*Yapılacak işler*:
• a. Zeynep Kurt haberinde "Ajda Pekkan’ın da" sözleriyle açılıp "mücadelesinin sürdüğünü kaydetti." sözleriyle kapanan bölümü hiç değiştirmeden çıkarın.
• b. Zeynep Kurt haberindeki "Bacaklarını kaybetme noktasına gelen Zeynep, yıllar sonra sağlığına kavuştu." cümlesini İngilizceye çevirin.

*Sayfa alıntısı*:
* * * * *
Hakkâri’de 7 yıl önce bindiği minibüse PKK mensuplarının saldırısı sonucu 11 aylıkken annesi ölen ve bacaklarından ağır yaralanan, Zeynep Kurt’a ödenen 210 liralık maaş kesildi. Tedavi masraflarını ödenen Zeynep Kurt'un aile tarafından açılan tazminat davasında mahkeme 'terör mağduru olarak görmedi. Konuyla ilgili olarak konuşan Kurt Ailesi’nin avukatı Orhan Fidan, babanın açtığı dava sonucunda ailenin teknik olarak terör mağduru sayılmaktan çıkarıldığını, maaşın kesildiğini ve ödenen miktarın da geri istendiğini söyledi.
Habertürk gazetesinden Öznur Karslı'nın haberine göre, Hakkâri'nin Durankaya Beldesi Geçitli Köyü’nde, 16 Eylül 2010’da, terör örgütü PKK’nın yola döşediği bombayı patlatması sonucu 1’i çocuk 9 vatandaş yaşamını yitirdi. Aynı saldırıda, minibüse 4 yaşındaki kızı Sude Naz ve 11 aylık bebeği Zeynep ile binen 23 yaşındaki Şirin Kurt da can verdi. Zeynep ile Sude Naz da ağır yaralandı. Türkiye’nin ‘mucize bebek’ olarak tanıdığı Zeynep, bacaklarındaki kırık ve doku hasarı nedeniyle ablası Sude Naz’a göre daha uzun bir tedavi süreci geçirdi. Bacaklarını kaybetme noktasına gelen Zeynep, yıllar sonra sağlığına kavuştu.
Ajda Pekkan’ın da 7 yıl önce tedavi gördüğü hastanede ziyaret ettiği Zeynep, bugün 8 yaşında. Terör mağduru olarak Şirin Kurt’un babası Hamit Kurt ile 2 kardeşe, 2012 yılının ağustos ayından itibaren maaş bağlandı. Ailenin tedavi masrafları da devlet tarafından karşılandı. Ta ki geçen yıla kadar.
Kurt Ailesi’nin avukatı Orhan Fidan, babanın açtığı dava sonucunda ailenin teknik olarak terör mağduru sayılmaktan çıkarıldığını, maaşın kesildiğini ve ödenen miktarın da geri istendiğini söyledi. Fidan, bir süredir hastane ve ilaç masraflarını bile kendileri ödeyen Zeynep ve ailesinin hukuki mücadelesinin sürdüğünü kaydetti.
* * * * *
*Veri satırları*:
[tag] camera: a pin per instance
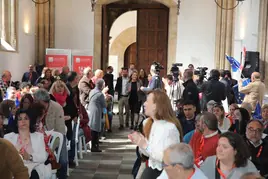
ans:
(157, 67)
(201, 71)
(175, 71)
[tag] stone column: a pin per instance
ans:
(263, 39)
(44, 30)
(224, 33)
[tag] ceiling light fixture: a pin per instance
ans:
(231, 8)
(178, 6)
(93, 3)
(42, 2)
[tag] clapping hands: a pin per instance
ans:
(138, 139)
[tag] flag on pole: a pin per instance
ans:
(235, 65)
(257, 112)
(240, 96)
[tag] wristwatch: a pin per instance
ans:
(31, 158)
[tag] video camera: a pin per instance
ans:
(201, 71)
(175, 71)
(157, 67)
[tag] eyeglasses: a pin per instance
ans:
(20, 119)
(167, 165)
(251, 130)
(187, 109)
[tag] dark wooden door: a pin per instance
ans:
(152, 37)
(105, 38)
(131, 55)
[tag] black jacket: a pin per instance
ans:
(109, 81)
(260, 160)
(191, 92)
(119, 86)
(213, 90)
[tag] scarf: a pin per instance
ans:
(61, 98)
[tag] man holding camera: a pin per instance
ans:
(156, 81)
(213, 89)
(190, 91)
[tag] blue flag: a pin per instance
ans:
(257, 112)
(240, 96)
(234, 63)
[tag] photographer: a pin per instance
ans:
(156, 81)
(190, 89)
(213, 89)
(174, 89)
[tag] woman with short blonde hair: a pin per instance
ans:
(161, 130)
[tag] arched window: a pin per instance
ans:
(8, 29)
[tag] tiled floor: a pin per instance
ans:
(115, 162)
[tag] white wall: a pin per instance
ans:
(246, 27)
(17, 62)
(74, 25)
(196, 33)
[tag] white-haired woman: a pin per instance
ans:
(62, 96)
(95, 108)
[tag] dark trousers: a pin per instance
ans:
(150, 173)
(95, 139)
(63, 160)
(34, 175)
(71, 153)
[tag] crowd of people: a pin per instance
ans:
(185, 133)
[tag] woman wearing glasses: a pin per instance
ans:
(231, 160)
(30, 145)
(161, 130)
(258, 148)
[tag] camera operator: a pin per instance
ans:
(173, 85)
(228, 89)
(156, 81)
(191, 91)
(213, 89)
(174, 89)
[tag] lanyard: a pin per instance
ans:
(192, 174)
(23, 146)
(259, 152)
(199, 159)
(218, 170)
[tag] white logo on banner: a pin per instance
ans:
(50, 59)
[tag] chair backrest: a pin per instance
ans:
(76, 129)
(54, 136)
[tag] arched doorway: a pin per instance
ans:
(101, 35)
(152, 31)
(130, 55)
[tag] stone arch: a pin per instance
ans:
(120, 44)
(172, 29)
(132, 22)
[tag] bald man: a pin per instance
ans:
(5, 82)
(254, 91)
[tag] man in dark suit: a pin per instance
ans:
(190, 92)
(109, 80)
(121, 89)
(213, 89)
(30, 76)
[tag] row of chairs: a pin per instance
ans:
(79, 142)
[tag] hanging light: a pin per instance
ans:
(93, 3)
(178, 6)
(231, 8)
(40, 2)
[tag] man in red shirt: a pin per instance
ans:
(205, 145)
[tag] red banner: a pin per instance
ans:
(56, 61)
(81, 62)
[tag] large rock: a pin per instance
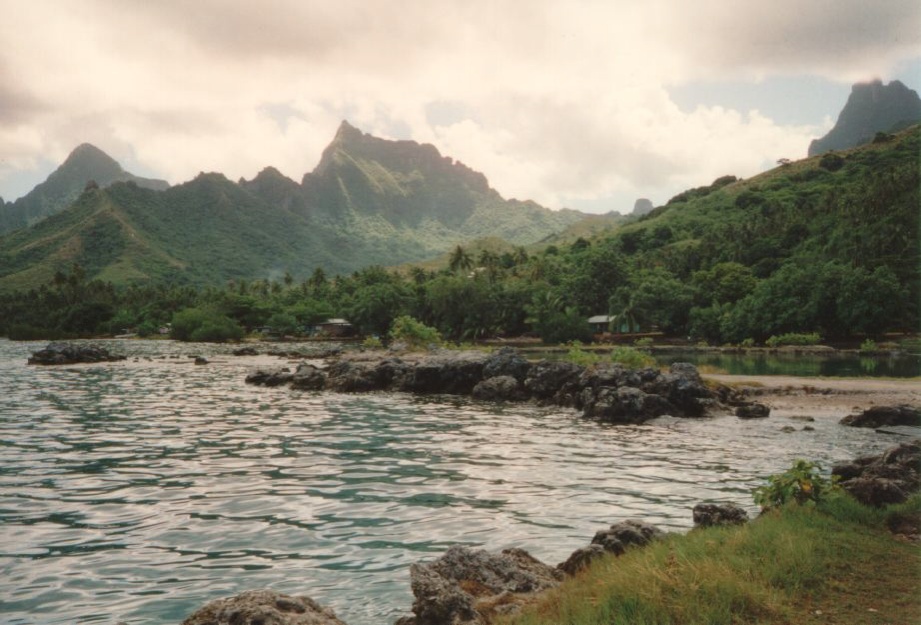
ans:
(882, 416)
(553, 381)
(627, 533)
(71, 353)
(470, 586)
(263, 607)
(709, 514)
(886, 479)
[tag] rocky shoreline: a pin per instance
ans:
(468, 586)
(609, 393)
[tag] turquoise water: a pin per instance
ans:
(136, 491)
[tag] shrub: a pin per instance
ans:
(793, 338)
(414, 333)
(204, 324)
(802, 483)
(579, 356)
(631, 358)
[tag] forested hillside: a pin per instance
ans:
(829, 244)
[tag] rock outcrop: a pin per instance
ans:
(263, 607)
(468, 586)
(883, 416)
(72, 353)
(608, 393)
(886, 479)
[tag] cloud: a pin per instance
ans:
(561, 102)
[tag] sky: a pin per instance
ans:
(580, 104)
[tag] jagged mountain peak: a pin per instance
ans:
(871, 107)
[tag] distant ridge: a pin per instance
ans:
(872, 107)
(85, 164)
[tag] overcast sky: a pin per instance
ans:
(588, 105)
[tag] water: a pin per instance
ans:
(896, 365)
(136, 491)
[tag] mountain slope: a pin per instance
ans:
(369, 202)
(871, 108)
(85, 164)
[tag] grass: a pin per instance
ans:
(836, 563)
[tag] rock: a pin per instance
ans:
(550, 380)
(469, 586)
(499, 388)
(263, 607)
(270, 377)
(56, 353)
(623, 405)
(308, 377)
(506, 362)
(708, 515)
(882, 416)
(886, 479)
(753, 411)
(621, 535)
(581, 558)
(453, 373)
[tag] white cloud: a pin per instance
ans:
(555, 101)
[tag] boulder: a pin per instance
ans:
(57, 353)
(889, 478)
(470, 586)
(883, 416)
(753, 410)
(551, 380)
(263, 607)
(499, 388)
(709, 514)
(275, 376)
(506, 362)
(623, 405)
(308, 377)
(581, 558)
(621, 535)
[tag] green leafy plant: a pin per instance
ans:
(631, 358)
(803, 482)
(414, 333)
(794, 338)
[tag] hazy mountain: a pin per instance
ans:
(872, 107)
(86, 164)
(369, 201)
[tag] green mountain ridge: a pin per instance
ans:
(370, 201)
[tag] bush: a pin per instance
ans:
(414, 333)
(802, 483)
(793, 338)
(203, 324)
(631, 358)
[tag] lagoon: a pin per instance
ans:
(136, 491)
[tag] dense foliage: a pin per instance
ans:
(825, 247)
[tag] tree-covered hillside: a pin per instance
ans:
(826, 245)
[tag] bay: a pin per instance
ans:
(136, 491)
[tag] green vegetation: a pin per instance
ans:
(797, 253)
(802, 483)
(794, 338)
(831, 561)
(414, 334)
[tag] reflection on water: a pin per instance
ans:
(896, 365)
(138, 490)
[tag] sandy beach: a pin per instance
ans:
(788, 395)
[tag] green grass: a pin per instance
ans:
(835, 563)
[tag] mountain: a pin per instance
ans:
(86, 164)
(871, 108)
(370, 201)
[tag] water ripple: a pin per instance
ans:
(138, 490)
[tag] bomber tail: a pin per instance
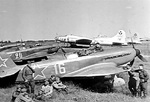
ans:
(120, 37)
(135, 38)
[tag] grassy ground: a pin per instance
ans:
(77, 94)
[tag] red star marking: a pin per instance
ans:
(3, 62)
(39, 71)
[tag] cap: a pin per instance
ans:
(24, 90)
(141, 65)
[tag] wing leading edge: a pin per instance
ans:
(100, 69)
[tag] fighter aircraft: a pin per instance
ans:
(108, 62)
(135, 40)
(118, 39)
(33, 54)
(74, 41)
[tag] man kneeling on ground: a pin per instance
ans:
(45, 92)
(58, 85)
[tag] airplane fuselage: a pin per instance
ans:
(63, 68)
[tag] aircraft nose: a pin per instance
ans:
(118, 81)
(138, 54)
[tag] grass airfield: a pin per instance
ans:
(79, 94)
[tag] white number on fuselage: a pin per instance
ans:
(59, 68)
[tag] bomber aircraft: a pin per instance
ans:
(108, 62)
(133, 40)
(74, 41)
(118, 39)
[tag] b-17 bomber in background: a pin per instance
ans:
(100, 64)
(118, 39)
(133, 40)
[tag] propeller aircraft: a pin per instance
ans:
(108, 62)
(118, 39)
(34, 54)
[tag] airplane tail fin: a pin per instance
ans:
(6, 62)
(120, 36)
(135, 37)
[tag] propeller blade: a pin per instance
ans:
(142, 58)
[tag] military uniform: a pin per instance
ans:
(28, 78)
(143, 75)
(133, 83)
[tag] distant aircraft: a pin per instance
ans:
(32, 54)
(118, 39)
(74, 40)
(106, 63)
(9, 46)
(133, 40)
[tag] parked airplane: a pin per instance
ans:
(9, 46)
(118, 39)
(74, 40)
(97, 64)
(135, 39)
(33, 54)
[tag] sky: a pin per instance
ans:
(46, 19)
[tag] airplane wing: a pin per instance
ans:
(100, 69)
(84, 41)
(9, 71)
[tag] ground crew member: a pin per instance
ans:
(143, 75)
(133, 83)
(45, 92)
(16, 93)
(27, 75)
(59, 86)
(23, 96)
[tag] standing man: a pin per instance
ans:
(133, 83)
(27, 75)
(143, 75)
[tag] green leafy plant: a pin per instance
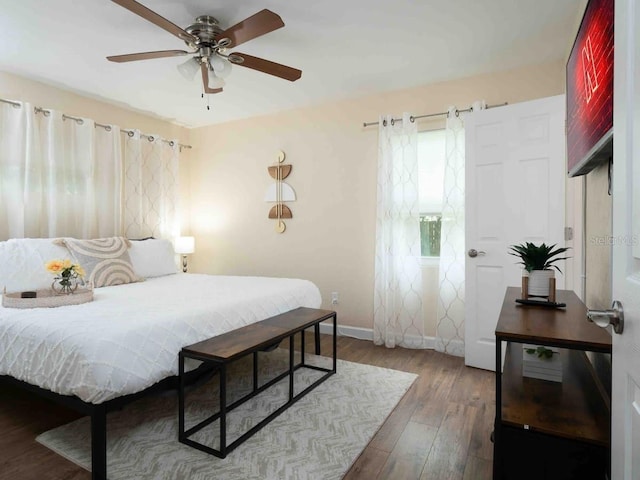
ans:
(541, 352)
(538, 257)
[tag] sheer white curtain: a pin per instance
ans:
(451, 307)
(150, 187)
(58, 176)
(398, 318)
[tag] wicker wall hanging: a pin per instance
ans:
(280, 192)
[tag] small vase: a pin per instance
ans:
(539, 282)
(64, 285)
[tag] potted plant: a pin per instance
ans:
(538, 262)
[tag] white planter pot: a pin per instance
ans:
(539, 282)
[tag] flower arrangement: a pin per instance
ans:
(66, 274)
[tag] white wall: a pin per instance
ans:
(330, 239)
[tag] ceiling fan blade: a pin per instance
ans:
(156, 19)
(205, 80)
(265, 66)
(132, 57)
(262, 22)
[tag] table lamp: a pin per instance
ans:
(185, 246)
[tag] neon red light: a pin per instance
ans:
(590, 83)
(589, 70)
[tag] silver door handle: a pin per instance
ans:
(604, 318)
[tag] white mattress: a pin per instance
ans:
(129, 337)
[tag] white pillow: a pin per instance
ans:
(152, 257)
(22, 263)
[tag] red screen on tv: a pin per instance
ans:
(590, 86)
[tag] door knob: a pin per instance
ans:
(604, 318)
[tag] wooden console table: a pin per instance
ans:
(543, 429)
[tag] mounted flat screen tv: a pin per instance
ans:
(590, 90)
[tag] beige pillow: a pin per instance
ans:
(105, 260)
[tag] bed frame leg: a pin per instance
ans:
(99, 443)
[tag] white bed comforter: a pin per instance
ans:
(129, 337)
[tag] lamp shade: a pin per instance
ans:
(220, 65)
(189, 68)
(184, 245)
(214, 80)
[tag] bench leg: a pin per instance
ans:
(99, 443)
(316, 328)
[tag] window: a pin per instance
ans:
(431, 160)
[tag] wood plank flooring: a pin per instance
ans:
(439, 430)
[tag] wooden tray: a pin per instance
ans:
(47, 299)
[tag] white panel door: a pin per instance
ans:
(625, 403)
(515, 183)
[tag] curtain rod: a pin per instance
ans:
(413, 119)
(80, 121)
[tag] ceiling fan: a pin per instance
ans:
(209, 44)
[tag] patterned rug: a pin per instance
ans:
(318, 437)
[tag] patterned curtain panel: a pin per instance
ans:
(398, 317)
(150, 187)
(58, 176)
(451, 307)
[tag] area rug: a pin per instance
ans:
(318, 437)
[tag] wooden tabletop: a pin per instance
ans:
(255, 336)
(561, 327)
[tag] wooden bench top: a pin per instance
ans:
(256, 336)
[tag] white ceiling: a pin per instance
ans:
(344, 48)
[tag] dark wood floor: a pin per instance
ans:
(439, 430)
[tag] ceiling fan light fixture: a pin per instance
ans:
(214, 80)
(220, 65)
(189, 68)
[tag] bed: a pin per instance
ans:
(98, 355)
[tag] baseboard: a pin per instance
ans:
(364, 334)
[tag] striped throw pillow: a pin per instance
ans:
(105, 260)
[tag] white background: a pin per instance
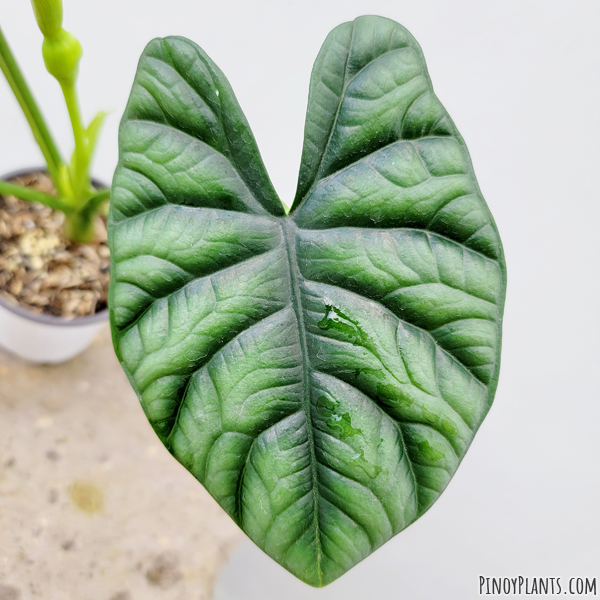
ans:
(521, 80)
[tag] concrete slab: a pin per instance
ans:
(92, 506)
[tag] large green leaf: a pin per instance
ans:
(323, 373)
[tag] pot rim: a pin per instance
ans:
(43, 318)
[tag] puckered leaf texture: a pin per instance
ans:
(321, 373)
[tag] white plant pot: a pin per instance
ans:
(44, 338)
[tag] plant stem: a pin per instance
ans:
(25, 193)
(19, 86)
(80, 162)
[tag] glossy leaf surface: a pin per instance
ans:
(323, 373)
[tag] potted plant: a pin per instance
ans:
(323, 371)
(54, 259)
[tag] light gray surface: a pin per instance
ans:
(520, 79)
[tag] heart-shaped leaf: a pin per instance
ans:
(323, 373)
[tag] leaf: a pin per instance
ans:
(322, 374)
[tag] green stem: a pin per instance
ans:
(79, 175)
(21, 90)
(25, 193)
(94, 203)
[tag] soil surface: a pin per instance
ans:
(40, 269)
(92, 505)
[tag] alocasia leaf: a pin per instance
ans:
(321, 373)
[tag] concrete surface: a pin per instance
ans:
(92, 506)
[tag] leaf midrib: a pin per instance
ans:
(288, 231)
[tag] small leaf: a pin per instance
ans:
(322, 374)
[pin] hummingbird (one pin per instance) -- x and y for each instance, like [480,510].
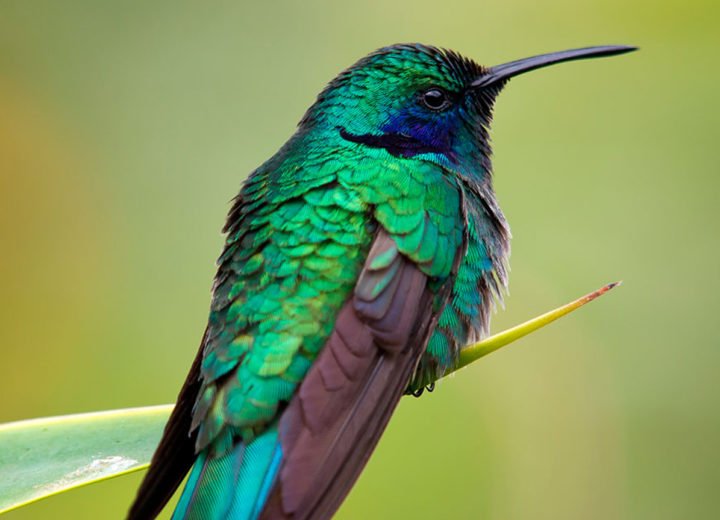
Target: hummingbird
[358,261]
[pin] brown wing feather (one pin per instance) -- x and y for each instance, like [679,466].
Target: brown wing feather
[174,455]
[333,423]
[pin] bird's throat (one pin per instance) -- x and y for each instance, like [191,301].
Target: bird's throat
[399,145]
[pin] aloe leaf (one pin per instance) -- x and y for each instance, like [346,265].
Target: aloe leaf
[488,345]
[44,457]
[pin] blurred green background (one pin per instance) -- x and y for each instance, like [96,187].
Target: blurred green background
[126,127]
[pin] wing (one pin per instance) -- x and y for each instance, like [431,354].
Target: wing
[333,423]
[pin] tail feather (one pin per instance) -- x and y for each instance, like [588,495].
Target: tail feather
[234,486]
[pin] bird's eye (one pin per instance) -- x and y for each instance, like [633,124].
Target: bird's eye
[435,99]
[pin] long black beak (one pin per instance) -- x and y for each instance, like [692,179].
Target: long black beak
[513,68]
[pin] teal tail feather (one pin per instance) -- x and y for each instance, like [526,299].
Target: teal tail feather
[234,486]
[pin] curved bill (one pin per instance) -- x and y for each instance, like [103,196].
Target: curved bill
[513,68]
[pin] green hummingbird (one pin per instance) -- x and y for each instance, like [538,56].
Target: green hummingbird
[359,260]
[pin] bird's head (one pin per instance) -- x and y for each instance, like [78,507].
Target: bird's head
[421,102]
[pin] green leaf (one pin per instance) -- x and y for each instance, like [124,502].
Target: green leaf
[44,457]
[482,348]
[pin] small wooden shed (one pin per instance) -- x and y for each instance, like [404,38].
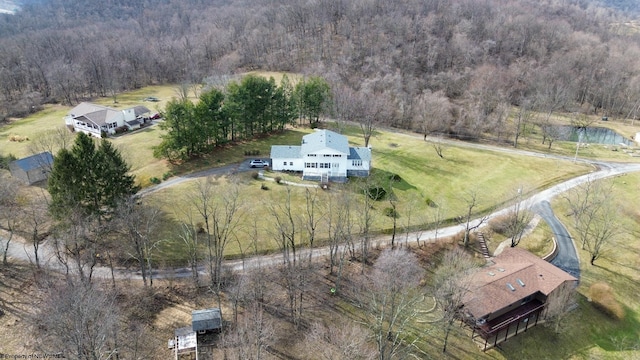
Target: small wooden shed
[33,168]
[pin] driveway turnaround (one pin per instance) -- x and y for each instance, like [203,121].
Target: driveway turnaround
[567,256]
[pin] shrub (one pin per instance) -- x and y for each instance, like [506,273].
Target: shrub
[602,298]
[5,160]
[376,193]
[391,212]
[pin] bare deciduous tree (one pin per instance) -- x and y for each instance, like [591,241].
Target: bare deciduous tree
[9,214]
[391,293]
[78,320]
[451,283]
[471,200]
[519,218]
[219,207]
[140,222]
[559,304]
[340,340]
[595,217]
[76,244]
[251,335]
[36,222]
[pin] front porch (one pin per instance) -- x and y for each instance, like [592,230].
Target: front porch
[324,176]
[493,332]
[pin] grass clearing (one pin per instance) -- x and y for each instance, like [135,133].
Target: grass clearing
[589,333]
[424,178]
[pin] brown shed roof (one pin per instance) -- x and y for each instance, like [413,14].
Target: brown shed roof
[514,275]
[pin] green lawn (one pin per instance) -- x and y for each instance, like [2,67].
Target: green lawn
[424,177]
[589,334]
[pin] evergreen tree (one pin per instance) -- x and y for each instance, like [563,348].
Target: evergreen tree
[89,179]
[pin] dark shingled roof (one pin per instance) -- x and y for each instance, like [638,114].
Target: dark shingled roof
[35,161]
[207,319]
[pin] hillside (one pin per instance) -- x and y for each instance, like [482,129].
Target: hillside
[471,60]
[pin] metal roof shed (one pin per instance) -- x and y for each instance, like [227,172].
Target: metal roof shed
[206,320]
[33,168]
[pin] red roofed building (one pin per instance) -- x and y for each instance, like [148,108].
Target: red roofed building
[510,295]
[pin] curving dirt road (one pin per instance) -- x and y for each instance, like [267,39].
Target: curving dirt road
[568,259]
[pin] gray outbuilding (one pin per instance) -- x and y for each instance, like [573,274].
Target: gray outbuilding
[207,320]
[33,168]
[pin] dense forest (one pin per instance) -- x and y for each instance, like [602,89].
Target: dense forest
[434,66]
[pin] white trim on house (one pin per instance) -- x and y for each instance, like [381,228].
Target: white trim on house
[323,155]
[93,119]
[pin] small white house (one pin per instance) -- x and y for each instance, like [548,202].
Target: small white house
[95,119]
[324,155]
[33,168]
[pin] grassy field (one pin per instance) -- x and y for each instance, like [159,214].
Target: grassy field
[588,333]
[426,179]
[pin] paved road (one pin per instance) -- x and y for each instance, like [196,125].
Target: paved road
[567,257]
[18,250]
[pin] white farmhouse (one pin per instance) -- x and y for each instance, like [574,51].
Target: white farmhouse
[95,119]
[324,155]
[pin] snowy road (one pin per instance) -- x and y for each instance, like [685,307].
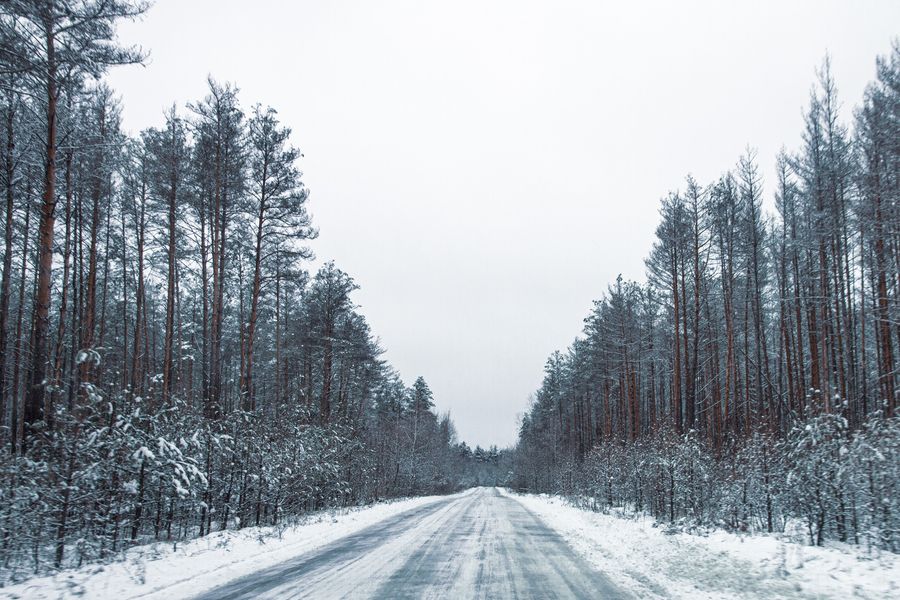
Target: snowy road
[479,544]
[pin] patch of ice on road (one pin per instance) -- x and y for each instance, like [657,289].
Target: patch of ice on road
[161,572]
[644,559]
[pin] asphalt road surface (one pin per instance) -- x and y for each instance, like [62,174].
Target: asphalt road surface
[479,544]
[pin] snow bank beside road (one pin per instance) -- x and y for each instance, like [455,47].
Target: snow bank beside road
[653,564]
[158,571]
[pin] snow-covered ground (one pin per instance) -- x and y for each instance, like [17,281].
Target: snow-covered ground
[161,571]
[652,563]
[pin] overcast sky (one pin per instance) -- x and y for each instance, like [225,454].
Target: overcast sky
[484,169]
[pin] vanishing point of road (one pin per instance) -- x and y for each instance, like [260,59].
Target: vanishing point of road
[478,544]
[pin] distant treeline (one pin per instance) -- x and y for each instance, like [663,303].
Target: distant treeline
[168,367]
[753,378]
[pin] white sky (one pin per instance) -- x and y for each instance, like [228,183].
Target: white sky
[484,168]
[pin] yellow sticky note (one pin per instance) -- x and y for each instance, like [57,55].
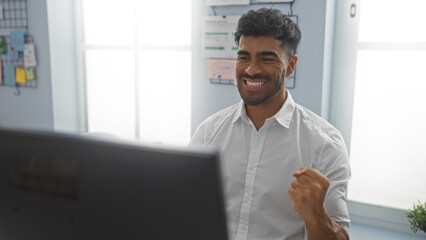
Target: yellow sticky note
[29,73]
[20,75]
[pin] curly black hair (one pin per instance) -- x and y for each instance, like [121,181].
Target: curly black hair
[270,22]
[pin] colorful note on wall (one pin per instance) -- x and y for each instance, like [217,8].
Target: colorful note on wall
[29,55]
[29,73]
[12,54]
[221,69]
[20,75]
[17,40]
[218,40]
[3,49]
[9,74]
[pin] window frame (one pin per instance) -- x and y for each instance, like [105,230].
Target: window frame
[341,107]
[82,47]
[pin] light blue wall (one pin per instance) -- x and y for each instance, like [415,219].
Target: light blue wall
[362,232]
[33,107]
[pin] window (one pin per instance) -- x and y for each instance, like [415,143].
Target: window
* * * * *
*Sırayla çözümler*:
• a.
Ajda Pekkan’ın da 7 yıl önce tedavi gördüğü hastanede ziyaret ettiği Zeynep, bugün 8 yaşında. Terör mağduru olarak Şirin Kurt’un babası Hamit Kurt ile 2 kardeşe, 2012 yılının ağustos ayından itibaren maaş bağlandı. Ailenin tedavi masrafları da devlet tarafından karşılandı. Ta ki geçen yıla kadar.
Kurt Ailesi’nin avukatı Orhan Fidan, babanın açtığı dava sonucunda ailenin teknik olarak terör mağduru sayılmaktan çıkarıldığını, maaşın kesildiğini ve ödenen miktarın da geri istendiğini söyledi. Fidan, bir süredir hastane ve ilaç masraflarını bile kendileri ödeyen Zeynep ve ailesinin hukuki mücadelesinin sürdüğünü kaydetti.

• b. Zeynep, who came close to losing her legs, regained her health years later.